Dataset entries:

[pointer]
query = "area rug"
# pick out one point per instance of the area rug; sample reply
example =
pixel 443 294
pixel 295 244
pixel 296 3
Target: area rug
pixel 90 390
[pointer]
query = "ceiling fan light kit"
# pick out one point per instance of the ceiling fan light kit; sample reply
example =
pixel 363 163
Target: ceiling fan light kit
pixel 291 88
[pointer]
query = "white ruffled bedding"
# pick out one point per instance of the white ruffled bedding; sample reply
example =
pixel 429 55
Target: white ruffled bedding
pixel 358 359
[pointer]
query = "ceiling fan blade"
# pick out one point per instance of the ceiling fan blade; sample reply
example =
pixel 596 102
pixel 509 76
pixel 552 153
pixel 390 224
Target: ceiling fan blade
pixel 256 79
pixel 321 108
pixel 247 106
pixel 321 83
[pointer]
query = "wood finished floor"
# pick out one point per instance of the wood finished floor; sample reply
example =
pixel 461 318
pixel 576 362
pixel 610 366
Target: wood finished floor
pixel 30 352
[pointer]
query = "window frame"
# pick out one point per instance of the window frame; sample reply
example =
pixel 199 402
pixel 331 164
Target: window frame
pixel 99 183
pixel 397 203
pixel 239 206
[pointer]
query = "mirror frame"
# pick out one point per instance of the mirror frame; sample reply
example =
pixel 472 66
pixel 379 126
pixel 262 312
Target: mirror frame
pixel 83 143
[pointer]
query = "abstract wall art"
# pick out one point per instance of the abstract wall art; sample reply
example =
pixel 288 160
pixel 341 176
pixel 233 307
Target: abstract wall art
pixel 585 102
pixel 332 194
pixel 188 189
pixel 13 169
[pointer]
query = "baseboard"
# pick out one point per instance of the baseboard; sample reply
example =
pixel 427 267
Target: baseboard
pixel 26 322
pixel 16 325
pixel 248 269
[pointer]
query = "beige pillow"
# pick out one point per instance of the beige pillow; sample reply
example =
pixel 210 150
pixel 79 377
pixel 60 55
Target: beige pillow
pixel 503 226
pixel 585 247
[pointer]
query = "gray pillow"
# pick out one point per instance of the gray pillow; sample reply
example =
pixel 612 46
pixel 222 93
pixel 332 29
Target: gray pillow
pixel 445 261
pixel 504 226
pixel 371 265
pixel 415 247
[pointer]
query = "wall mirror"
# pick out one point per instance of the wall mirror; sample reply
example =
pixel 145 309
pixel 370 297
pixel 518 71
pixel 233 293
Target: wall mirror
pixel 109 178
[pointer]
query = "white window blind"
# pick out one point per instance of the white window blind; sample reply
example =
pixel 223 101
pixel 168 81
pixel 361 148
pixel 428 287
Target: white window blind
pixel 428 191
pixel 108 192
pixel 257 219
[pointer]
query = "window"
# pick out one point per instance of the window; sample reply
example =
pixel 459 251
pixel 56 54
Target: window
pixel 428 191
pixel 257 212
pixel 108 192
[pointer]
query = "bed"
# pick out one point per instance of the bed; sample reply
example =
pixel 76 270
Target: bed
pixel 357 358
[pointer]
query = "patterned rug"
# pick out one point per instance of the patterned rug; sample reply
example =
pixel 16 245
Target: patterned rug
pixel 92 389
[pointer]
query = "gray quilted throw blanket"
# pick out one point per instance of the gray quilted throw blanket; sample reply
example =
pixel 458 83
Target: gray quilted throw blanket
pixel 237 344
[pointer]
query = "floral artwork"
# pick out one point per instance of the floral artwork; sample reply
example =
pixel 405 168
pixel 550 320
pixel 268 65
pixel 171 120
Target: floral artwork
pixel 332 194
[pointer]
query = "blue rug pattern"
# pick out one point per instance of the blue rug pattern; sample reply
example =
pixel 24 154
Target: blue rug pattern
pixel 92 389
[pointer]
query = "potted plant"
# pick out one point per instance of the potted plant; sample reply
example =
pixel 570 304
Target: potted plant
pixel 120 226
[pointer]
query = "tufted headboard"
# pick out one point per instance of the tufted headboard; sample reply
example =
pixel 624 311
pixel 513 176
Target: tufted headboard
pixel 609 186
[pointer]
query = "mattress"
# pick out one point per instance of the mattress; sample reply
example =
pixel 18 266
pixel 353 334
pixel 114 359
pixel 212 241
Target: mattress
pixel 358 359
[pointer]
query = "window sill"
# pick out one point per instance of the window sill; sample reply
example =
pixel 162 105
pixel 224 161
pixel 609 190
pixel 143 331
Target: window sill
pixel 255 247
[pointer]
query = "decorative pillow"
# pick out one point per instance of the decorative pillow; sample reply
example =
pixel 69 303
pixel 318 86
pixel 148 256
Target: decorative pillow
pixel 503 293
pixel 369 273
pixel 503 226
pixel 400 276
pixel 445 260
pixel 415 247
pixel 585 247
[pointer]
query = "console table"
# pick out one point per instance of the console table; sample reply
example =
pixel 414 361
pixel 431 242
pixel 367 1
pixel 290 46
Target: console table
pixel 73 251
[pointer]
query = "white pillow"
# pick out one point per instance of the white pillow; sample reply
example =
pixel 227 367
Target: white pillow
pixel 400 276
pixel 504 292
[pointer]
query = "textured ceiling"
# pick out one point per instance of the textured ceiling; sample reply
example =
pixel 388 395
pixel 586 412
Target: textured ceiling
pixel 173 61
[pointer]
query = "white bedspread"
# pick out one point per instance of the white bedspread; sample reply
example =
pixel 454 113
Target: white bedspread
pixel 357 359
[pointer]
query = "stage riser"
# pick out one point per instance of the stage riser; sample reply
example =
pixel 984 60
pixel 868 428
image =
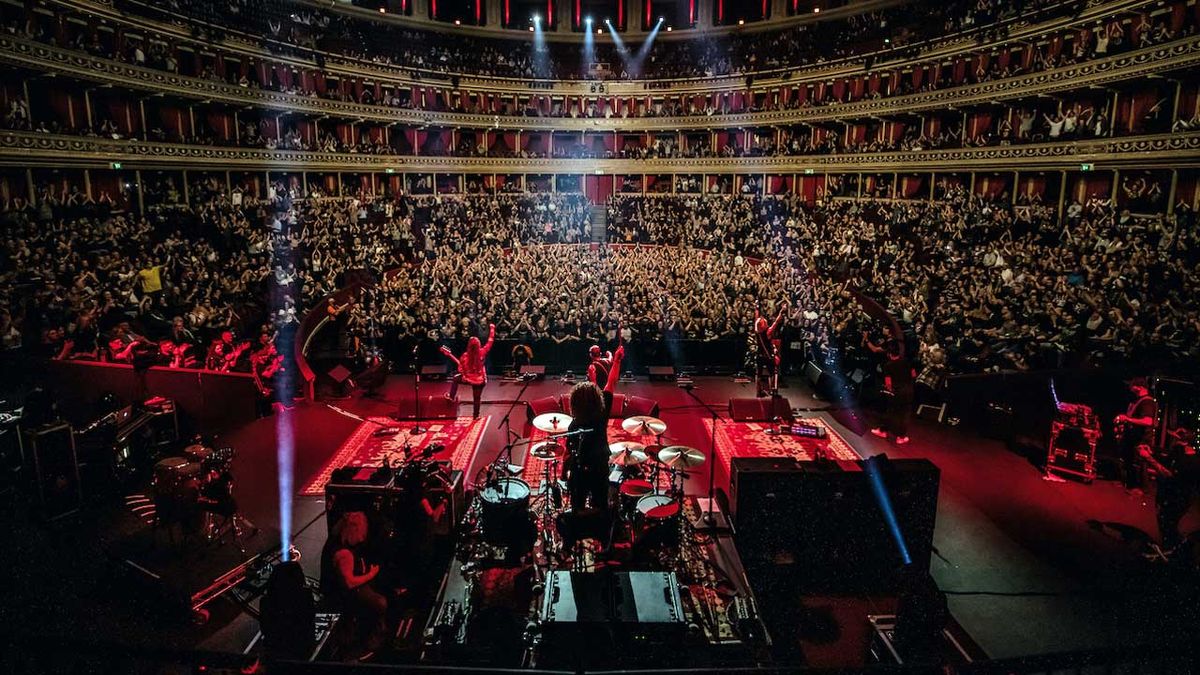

**REQUEST**
Copy out every line of the material above word for word, leaving out the pictures.

**RESPONSE**
[pointer]
query = "area rug"
# pick out one point per instance of the area rug; sample reply
example =
pixel 443 294
pixel 295 244
pixel 296 3
Target: area rug
pixel 90 390
[pointer]
query = "ceiling fan light kit"
# pick out one point per instance of the ceiling fan light kit; sample reply
example =
pixel 363 163
Target: ceiling fan light kit
pixel 291 88
[pointer]
query = "white ruffled bedding"
# pick out one point per instance of the white ruffled bedding; sample reply
example =
pixel 429 55
Target: white ruffled bedding
pixel 358 359
[pointer]
query = "ceiling fan blade"
# pick out one point per instance of the ceiling fan blade; sample reply
example =
pixel 596 102
pixel 509 76
pixel 552 153
pixel 390 224
Target: ceiling fan blade
pixel 256 79
pixel 321 108
pixel 247 106
pixel 321 83
[pointer]
query = "wood finished floor"
# pick out one point per instance of the wood finished floor; sample reply
example =
pixel 461 318
pixel 576 362
pixel 610 366
Target: wood finished floor
pixel 30 352
[pointer]
query = "window frame"
# pick out one point per instance of the window frame; sample reply
example =
pixel 199 402
pixel 331 164
Target: window frame
pixel 99 183
pixel 397 203
pixel 239 206
[pointer]
query = "mirror frame"
# pick out one point per instance of the mirror frame; sample reply
example =
pixel 472 66
pixel 379 126
pixel 262 312
Target: mirror frame
pixel 83 143
[pointer]
query = "abstract wall art"
# pick out one point per instance of the abstract wall art; sample reply
example =
pixel 288 160
pixel 341 176
pixel 233 307
Target: abstract wall art
pixel 585 102
pixel 332 194
pixel 188 189
pixel 13 169
[pointer]
query = "baseboard"
# pick out one point per instance of the baseboard; sample reply
example =
pixel 427 267
Target: baseboard
pixel 26 322
pixel 16 325
pixel 248 269
[pointer]
query = "beige pillow"
# pick out one point per instance of the beige pillow; sample reply
example =
pixel 210 150
pixel 79 377
pixel 60 55
Target: beige pillow
pixel 503 226
pixel 585 247
[pointer]
query = "gray pillow"
# pick out one point per instance of the gray pillow; sample reply
example =
pixel 612 46
pixel 222 93
pixel 332 29
Target: gray pillow
pixel 445 261
pixel 504 226
pixel 371 265
pixel 415 247
[pointer]
query = "wall mirror"
# pick out one point per instance of the wall mirror; sample reply
example =
pixel 145 309
pixel 370 297
pixel 518 71
pixel 233 293
Target: wall mirror
pixel 109 178
[pointer]
query = "white window blind"
# pick out one point per instance of the white window blind; sample reply
example =
pixel 223 101
pixel 168 81
pixel 361 148
pixel 428 287
Target: white window blind
pixel 428 191
pixel 108 192
pixel 257 219
[pointer]
query = "window"
# pick out one point per instance of the window; sample reply
example =
pixel 459 251
pixel 56 54
Target: window
pixel 428 191
pixel 257 212
pixel 108 192
[pointer]
query = "bed"
# pick out one point per instance of the bed; sample reply
example =
pixel 76 270
Target: bed
pixel 357 358
[pointer]
query = "patterned rug"
# pick out one point per instance of the patterned rug; sample reply
example =
pixel 16 245
Target: patterned rug
pixel 92 389
[pointer]
query = "gray quilted throw blanket"
# pick out one point per instance of the gray quilted throw blanket; sample reply
example =
pixel 458 83
Target: gray quilted throw blanket
pixel 237 344
[pointer]
query = "floral artwork"
# pick out one point per instance of the floral artwork; sample reply
example =
pixel 405 168
pixel 550 320
pixel 268 65
pixel 171 120
Target: floral artwork
pixel 332 194
[pointer]
query = "blue rug pattern"
# pick out one point per instance of the blue rug pattern; sample reply
example =
pixel 24 154
Target: blue rug pattern
pixel 92 389
[pointer]
query = "potted plant"
# pick out one point per instance of the potted plant; sample reply
example =
pixel 570 304
Target: potted plant
pixel 120 226
[pointer]
query = "tufted headboard"
# pick out one point per instance of the tufted headboard; sample reply
example =
pixel 624 311
pixel 513 176
Target: tufted headboard
pixel 609 186
[pointer]
query = "mattress"
# pick out one point per instance of the mattress; sample reply
example =
pixel 18 266
pixel 353 334
pixel 114 359
pixel 212 241
Target: mattress
pixel 358 359
[pointer]
query = "window sill"
# pick out one point per instance of the window sill; sample reply
example =
pixel 162 105
pixel 224 161
pixel 609 190
pixel 143 331
Target: window sill
pixel 255 247
[pointer]
query = "decorative pillow"
# pick out one point per instance of the decorative pillow; sample reply
example =
pixel 69 303
pixel 318 86
pixel 148 256
Target: decorative pillow
pixel 503 293
pixel 369 273
pixel 503 226
pixel 400 276
pixel 445 260
pixel 415 247
pixel 585 247
[pointer]
query = "console table"
# pick out one point per instance of the console table; sample reply
example =
pixel 414 361
pixel 431 242
pixel 367 1
pixel 290 46
Target: console table
pixel 73 251
[pointer]
query = "white pillow"
# pick out one point per instance of the white pillow; sample reply
example =
pixel 227 367
Target: white pillow
pixel 400 276
pixel 504 292
[pointer]
query = "textured ceiling"
# pick out one point per instance of the textured ceiling; sample reply
example =
pixel 388 395
pixel 586 412
Target: textured ceiling
pixel 173 61
[pointer]
query = "white bedspread"
# pick out one point per instance of the white bedspread; sample reply
example =
pixel 454 113
Target: white bedspread
pixel 357 359
[pointer]
query = "stage riser"
# pick out one point per instance of the stage riser; sample reply
example =
pixel 984 60
pixel 868 428
image =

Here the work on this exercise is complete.